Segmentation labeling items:
__________________________________________________

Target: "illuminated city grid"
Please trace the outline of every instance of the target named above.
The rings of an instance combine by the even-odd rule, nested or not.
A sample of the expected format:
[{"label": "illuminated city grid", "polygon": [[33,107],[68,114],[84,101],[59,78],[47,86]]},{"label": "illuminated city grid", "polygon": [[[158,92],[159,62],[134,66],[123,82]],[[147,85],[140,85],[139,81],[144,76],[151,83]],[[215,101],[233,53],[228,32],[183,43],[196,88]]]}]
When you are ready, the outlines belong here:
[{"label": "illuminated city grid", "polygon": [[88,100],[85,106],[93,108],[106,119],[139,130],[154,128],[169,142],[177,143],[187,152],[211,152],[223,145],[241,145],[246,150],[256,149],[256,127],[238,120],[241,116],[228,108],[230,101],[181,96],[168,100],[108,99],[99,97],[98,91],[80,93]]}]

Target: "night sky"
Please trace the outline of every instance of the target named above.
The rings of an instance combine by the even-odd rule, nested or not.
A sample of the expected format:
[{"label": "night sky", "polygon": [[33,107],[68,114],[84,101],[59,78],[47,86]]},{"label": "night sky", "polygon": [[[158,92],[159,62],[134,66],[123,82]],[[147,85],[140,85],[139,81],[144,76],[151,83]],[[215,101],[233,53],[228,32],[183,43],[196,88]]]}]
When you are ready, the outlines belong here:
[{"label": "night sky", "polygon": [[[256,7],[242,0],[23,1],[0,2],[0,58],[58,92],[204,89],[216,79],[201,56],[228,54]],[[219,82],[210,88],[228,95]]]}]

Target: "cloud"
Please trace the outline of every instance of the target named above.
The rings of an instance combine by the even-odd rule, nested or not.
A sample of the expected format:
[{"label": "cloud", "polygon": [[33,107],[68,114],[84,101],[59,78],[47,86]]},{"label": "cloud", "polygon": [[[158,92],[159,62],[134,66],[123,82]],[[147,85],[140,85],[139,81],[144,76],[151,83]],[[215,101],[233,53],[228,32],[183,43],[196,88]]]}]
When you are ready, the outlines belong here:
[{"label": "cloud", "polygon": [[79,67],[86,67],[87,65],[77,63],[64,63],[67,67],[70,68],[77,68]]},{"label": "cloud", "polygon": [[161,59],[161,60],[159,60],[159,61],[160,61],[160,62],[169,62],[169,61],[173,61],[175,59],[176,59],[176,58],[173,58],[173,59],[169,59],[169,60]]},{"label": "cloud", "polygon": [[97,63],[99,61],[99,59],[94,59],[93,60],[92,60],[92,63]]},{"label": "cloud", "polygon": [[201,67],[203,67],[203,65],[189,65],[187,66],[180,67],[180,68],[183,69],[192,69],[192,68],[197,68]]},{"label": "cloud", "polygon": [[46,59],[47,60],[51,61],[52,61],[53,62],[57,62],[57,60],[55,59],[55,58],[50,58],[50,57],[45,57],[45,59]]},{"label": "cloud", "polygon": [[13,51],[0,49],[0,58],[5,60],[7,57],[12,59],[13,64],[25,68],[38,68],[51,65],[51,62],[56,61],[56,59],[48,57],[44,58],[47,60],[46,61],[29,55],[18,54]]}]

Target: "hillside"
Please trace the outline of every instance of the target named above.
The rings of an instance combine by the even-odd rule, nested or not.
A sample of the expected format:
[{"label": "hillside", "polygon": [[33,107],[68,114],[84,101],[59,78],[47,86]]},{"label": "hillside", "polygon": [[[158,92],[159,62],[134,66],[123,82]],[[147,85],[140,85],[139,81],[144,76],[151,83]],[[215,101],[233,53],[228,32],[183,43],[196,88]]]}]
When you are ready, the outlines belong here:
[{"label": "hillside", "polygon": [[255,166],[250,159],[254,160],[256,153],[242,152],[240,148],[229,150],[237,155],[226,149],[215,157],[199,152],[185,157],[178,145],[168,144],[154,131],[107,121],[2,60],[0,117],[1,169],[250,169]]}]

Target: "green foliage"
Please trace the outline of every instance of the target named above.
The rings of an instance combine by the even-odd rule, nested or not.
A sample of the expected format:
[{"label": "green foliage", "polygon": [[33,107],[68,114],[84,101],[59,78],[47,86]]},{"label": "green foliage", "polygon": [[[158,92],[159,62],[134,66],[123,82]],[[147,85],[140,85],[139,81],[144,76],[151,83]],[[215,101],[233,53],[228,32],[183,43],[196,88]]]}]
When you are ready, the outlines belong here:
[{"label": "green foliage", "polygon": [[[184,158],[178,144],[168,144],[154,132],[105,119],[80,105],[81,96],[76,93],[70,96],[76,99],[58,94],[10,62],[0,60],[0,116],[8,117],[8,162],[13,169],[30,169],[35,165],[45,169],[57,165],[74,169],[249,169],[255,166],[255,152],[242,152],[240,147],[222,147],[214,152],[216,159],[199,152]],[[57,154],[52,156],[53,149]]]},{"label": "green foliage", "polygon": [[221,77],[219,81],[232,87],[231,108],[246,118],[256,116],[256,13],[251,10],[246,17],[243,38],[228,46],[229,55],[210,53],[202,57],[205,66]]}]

__________________________________________________

▶ Directions: Your task is to quote all of the data word for word.

▶ Response:
Target: "illuminated city grid"
Please trace the outline of every instance of the target named above.
The rings of an instance combine by the even-odd rule, nested or not.
A sample of the expected format:
[{"label": "illuminated city grid", "polygon": [[33,107],[68,114],[84,101],[59,78],[47,86]]},{"label": "illuminated city grid", "polygon": [[[158,92],[159,62],[134,66],[123,82]],[[147,85],[140,85],[139,81],[144,76],[151,83]],[[215,101],[233,53],[228,32],[183,43],[196,88]]]}]
When you are ready, the outlines belong here:
[{"label": "illuminated city grid", "polygon": [[88,100],[85,106],[93,108],[106,119],[139,130],[154,128],[169,142],[177,143],[187,152],[211,152],[223,145],[241,145],[246,150],[256,149],[256,127],[238,120],[241,116],[228,108],[230,101],[181,96],[168,100],[108,99],[99,97],[98,91],[80,93]]}]

Target: "night sky"
Please trace the outline of every instance of the target named above.
The rings of an instance combine by the even-odd rule, nested or not.
A sample of the expected format:
[{"label": "night sky", "polygon": [[33,107],[68,114],[84,101],[59,78],[47,86]]},{"label": "night sky", "polygon": [[[158,92],[159,62],[134,66],[123,82]],[[147,85],[140,85],[139,81],[144,76],[151,83]],[[215,101],[233,53],[228,32],[183,43],[196,88]]]}]
When you are ready, the outlines belong here:
[{"label": "night sky", "polygon": [[[256,7],[242,0],[23,1],[0,2],[0,58],[58,92],[204,89],[216,79],[201,56],[228,54]],[[219,82],[210,88],[228,95]]]}]

Target: "cloud"
Please trace the outline of every instance of the target named above.
The rings of an instance combine by the even-odd rule, nested or not.
A sample of the expected format:
[{"label": "cloud", "polygon": [[33,107],[68,114],[84,101],[59,78],[47,86]]},{"label": "cloud", "polygon": [[[158,92],[159,62],[134,66],[123,82]],[[147,85],[140,85],[139,81],[144,76],[151,83]],[[215,101],[233,53],[228,32],[183,43],[196,88]]]}]
When you are ready, the outlines belong here:
[{"label": "cloud", "polygon": [[79,67],[86,67],[87,65],[77,63],[64,63],[67,67],[70,68],[77,68]]},{"label": "cloud", "polygon": [[161,59],[161,60],[159,60],[159,61],[160,61],[160,62],[169,62],[169,61],[173,61],[175,59],[176,59],[176,58],[173,58],[173,59],[169,59],[169,60]]},{"label": "cloud", "polygon": [[97,63],[99,61],[99,59],[94,59],[93,60],[92,60],[92,63]]},{"label": "cloud", "polygon": [[201,67],[203,67],[203,65],[189,65],[187,66],[180,67],[180,68],[183,69],[192,69],[192,68],[197,68]]},{"label": "cloud", "polygon": [[46,59],[47,60],[51,61],[52,61],[53,62],[57,62],[57,60],[55,59],[55,58],[50,58],[50,57],[45,57],[45,59]]},{"label": "cloud", "polygon": [[13,51],[0,49],[0,58],[5,60],[7,57],[12,59],[13,64],[25,68],[38,68],[51,65],[51,62],[56,61],[56,59],[48,57],[44,58],[47,60],[46,61],[29,55],[18,54]]}]

Target: "hillside"
Please trace the outline of every instance of the target named above.
The rings of an instance combine by the even-odd rule, nested or not.
A sample of the expected format:
[{"label": "hillside", "polygon": [[33,107],[68,114],[84,101],[59,78],[47,86]]},{"label": "hillside", "polygon": [[[158,92],[159,62],[134,66],[123,82]],[[147,85],[140,85],[139,81],[144,76],[151,83]],[[215,101],[233,53],[228,32],[183,43],[196,88]]]}]
When you are ready, the outlines belong here:
[{"label": "hillside", "polygon": [[255,166],[250,159],[254,160],[256,153],[242,152],[240,148],[229,150],[237,155],[226,149],[215,157],[199,152],[185,157],[178,145],[168,144],[154,131],[107,121],[2,60],[0,117],[1,169],[250,169]]}]

Target: "green foliage"
Please trace the outline of every instance of the target named above.
The rings of an instance combine by the even-odd rule, nested or not.
A sample of the expected format:
[{"label": "green foliage", "polygon": [[33,107],[68,114],[84,101],[59,78],[47,86]]},{"label": "green foliage", "polygon": [[[158,92],[159,62],[134,66],[123,82]],[[147,85],[140,85],[139,81],[144,76],[151,83]],[[215,101],[233,53],[228,32],[183,43],[196,88]]]}]
When you are ready, the outlines belong here:
[{"label": "green foliage", "polygon": [[[184,158],[178,144],[168,144],[154,132],[105,119],[80,105],[81,96],[76,93],[70,96],[76,99],[58,94],[10,62],[0,60],[0,116],[8,117],[8,162],[13,169],[30,169],[35,165],[45,169],[57,165],[74,169],[249,169],[255,166],[255,152],[242,152],[240,147],[222,147],[214,152],[216,159],[199,152]],[[57,154],[52,156],[53,149]]]},{"label": "green foliage", "polygon": [[221,77],[219,81],[232,87],[231,108],[246,118],[256,116],[256,13],[251,10],[246,17],[243,38],[228,46],[229,55],[210,53],[202,57],[205,66]]}]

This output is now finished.